# TRABALHO A FAZER
Dê continuidade ao relato de viagem sobre a estadia no Hostel Florida, começando logo após a última frase apresentada.

# TEXTO EXTRAÍDO
******

Dos problemas eu me mantive
distante, como bom turista a aproveitar sua última semana de viagem. Se os vi,
foi pela janela da microbus – que me
trouxe (sozinho, e de graça!) pelos 35 km do aeroporto de Ezeiza até a
movimentada Rua Florida, onde me
hospedei. Favelas são parecidas em qualquer lugar mundo, e geralmente estão
(foram) afastadas o suficiente para não incomodar os visitantes.
Caminhar pra conhecer
O Hostel Florida é um albergue com
estrutura maior que os convencionais, afinal, foi instalado em um antigo hotel
na rua que lhe dá nome. Por isso mesmo tem aspecto menos “intimista”, maior
número de hóspedes, funcionários e até banheiro dentro dos quartos. No meu,
estavam hospedados mais um brasileiro e dois “alemão”: um professor
universitário da Áustria e um jovem loiro de óculos geek – o Harry Potter da
Alemanha.
Segui a mesma estratégia de
turismo feita em Santiago. Prévia de distâncias dos percursos no Google Maps;
caminhadas solitárias durante o dia; retorno, descanso e socialização à noite.
A diferença dessa vez é que soltei mais a “cordinha de segurança imaginária” que
marcava o caminho de volta pro hostel e fiz caminhos mais longos e irregulares.

******

# TRECHOS DAS LINHAS
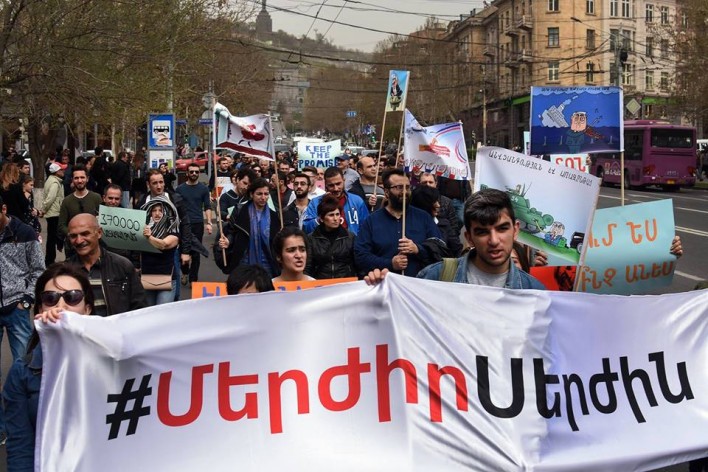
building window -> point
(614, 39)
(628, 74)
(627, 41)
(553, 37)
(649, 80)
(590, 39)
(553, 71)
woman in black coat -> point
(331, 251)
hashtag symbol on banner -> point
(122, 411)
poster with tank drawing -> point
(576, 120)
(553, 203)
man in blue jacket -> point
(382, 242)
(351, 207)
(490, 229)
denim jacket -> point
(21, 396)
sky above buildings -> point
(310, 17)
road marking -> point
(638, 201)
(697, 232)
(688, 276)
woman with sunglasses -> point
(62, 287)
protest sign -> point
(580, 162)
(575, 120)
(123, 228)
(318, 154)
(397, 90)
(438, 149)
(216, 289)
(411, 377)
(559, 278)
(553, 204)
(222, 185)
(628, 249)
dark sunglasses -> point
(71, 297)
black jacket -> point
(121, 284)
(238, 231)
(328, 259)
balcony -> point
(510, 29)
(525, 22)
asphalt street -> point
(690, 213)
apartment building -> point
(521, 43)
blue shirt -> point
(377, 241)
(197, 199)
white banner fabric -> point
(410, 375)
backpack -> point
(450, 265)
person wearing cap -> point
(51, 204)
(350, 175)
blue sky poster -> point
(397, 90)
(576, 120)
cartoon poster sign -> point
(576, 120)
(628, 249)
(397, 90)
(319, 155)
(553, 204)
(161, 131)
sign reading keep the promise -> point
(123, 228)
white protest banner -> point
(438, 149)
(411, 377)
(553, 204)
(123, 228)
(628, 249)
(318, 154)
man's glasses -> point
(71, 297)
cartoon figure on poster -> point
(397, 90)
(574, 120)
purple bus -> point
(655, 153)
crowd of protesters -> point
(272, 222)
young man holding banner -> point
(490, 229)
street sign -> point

******

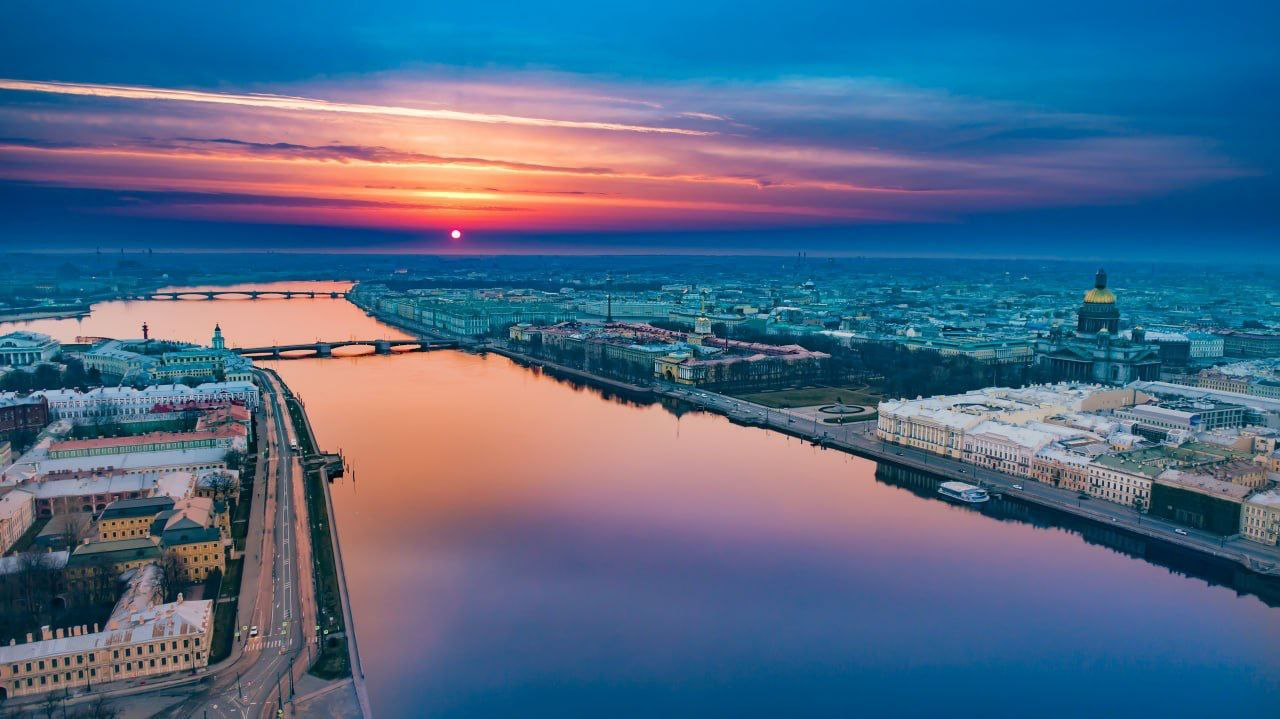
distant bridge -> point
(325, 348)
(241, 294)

******

# RESPOSTA AO EXERCÍCIO
Com o mapinha das principais ruas e avenidas no bolso da bermuda, pude
acrescentar destinos e atrações não previstas na programação original do dia. Deste
modo percorri trechos de até mais de 10 km por “rolezinho”.
Foi assim já no primeiro dia
quando fui até a Plaza de Mayo, onde
estão importantes prédios públicos, incluindo a Casa Rosada. Sabia que o Porto
Madero era próximo e desci até lá. Andei, conheci, fotografei. Olhei no relógio,
tinha tempo. Olhei no mapa de bolso, tinha uma reserva ecológica perto. Só uma
voltinha nesse parque à beira do Rio da Prata acrescentou uns 5 km na conta de
passos. Na volta, pensei: “Por que não subir pelo histórico bairro de San
Telmo?!”
La Bombonera
Tava tão “bicho solto” na cidade
que até ônibus eu arrisquei pegar. Fui ao Estádio La Bombonera assim, depois de
passar pelo motorista aborrecido que até velhinha xingou (e a deixou de fora do
buzu). Alertas sobre o perigo do bairro La Boca, mesmo de dia, me fizeram
apressar os passos pelas ruas desertas até chegar ao Estádio. Lá dentro curti o
museu e o gramado visto da área geral inferior que fica atrás de um dos gols.
Mas queria mais. Abri uma porta
não vigiada que separava outros setores e percorri um labirinto de escadas e
corredores nas entranhas do estádio até avistar uma luz que revelava o acesso
às famosas arquibancadas superiores. Subi lá “encimão”. Lá é tão alto e íngreme
que dá certa vertigem. Fiz fotos panorâmicas enquanto imaginava aquilo tudo lotado.
Depois custei a achar o caminho de volta, mas consegui sair do estádio rumo ao
colorido conjunto de casas de El Caminito.
Turistão não!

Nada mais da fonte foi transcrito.